→ What is being asked: Continue the article about chronic migraine pain and the implanted neuro-stimulator, picking up after its last sentence.

→ Excerpted passage:
-.-.-

According to many sufferers, the idea of having nothing to help is the most painful, debilitating and hopeless part. Now, researchers have tried different methodologies to help chronic pain suffers and have developed a brand new approach.
Most chronic sufferers of migraine pain are women. For many of them, the painful headaches are a daily event that can go on for years and years, as they did for for Kelly Amspacher.
"I would have shooting pains up the back of my head," she said. "I thought I was going to die. Throbbing, pulsating, feeling like spears are coming through my eyes."
Amspacher tried 44 different drugs that didn't work. Then, finally, success! She found a clinical trial run by headache specialist Dr. Stephen Silberstein.
"We get the worst of the worst," he said. "Their life is almost a continuous migraine hell."
Dr. Silberstein offered an exciting ray of hope in a new study using a tiny spaghetti-like wire. Called a neuro-stimulator, it acts like a pacemaker. It was implanted inside Kelly's body, below her hip. Two wires were then threaded up her spine to the nerves at the base of her neck.

-.-.-

→ Provided data:
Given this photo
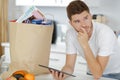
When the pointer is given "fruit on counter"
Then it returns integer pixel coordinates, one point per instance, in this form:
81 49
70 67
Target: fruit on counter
21 75
11 78
29 76
22 72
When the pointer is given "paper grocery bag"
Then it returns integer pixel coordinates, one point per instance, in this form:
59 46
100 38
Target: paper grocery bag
29 46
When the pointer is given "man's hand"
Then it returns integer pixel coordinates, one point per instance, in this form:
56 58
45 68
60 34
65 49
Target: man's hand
57 75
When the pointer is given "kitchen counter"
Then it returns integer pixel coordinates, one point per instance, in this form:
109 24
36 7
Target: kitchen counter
79 77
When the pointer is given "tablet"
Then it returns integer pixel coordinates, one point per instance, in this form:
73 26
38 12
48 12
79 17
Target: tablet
57 70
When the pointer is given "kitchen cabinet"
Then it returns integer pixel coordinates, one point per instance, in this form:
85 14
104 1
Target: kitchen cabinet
55 3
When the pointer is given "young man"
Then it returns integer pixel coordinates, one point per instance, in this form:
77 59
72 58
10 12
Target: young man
95 42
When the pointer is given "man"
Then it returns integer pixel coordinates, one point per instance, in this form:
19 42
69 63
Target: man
94 41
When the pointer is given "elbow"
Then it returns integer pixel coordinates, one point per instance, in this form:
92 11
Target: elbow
97 75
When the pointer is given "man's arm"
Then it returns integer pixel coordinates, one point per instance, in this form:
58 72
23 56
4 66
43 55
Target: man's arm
68 67
96 65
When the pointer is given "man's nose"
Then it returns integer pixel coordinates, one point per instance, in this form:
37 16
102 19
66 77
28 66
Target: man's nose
83 24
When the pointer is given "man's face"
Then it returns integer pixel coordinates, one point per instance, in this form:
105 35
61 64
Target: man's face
82 20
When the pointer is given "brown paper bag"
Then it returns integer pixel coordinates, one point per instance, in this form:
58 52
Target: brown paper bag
29 46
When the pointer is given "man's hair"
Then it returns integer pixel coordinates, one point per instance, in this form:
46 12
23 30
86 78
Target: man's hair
76 7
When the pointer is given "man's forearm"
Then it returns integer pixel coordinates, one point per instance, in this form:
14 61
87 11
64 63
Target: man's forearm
92 62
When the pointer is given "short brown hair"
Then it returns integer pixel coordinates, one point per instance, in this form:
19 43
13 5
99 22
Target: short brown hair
76 7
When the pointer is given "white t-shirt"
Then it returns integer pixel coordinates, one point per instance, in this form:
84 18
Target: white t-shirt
103 42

-.-.-

→ Result of this exercise:
Whenever the migraine hits, she uses a remote control to send tiny electrical impulses to interrupt the pain signals shooting into her head.
"When I woke up from the anesthesia, I noticed that I didn't have any pain at all," she said.
No pain and a life back - a life she can now enjoy with her daughter.
"It has freed me immensely," she said. "It has given me my life back."
Like half of the other test subjects, Kelly's headaches are fewer and milder, but not all patients are responding as positively. The exact responses will be revealed when the clinical trials apply their findings for approval by the FDA.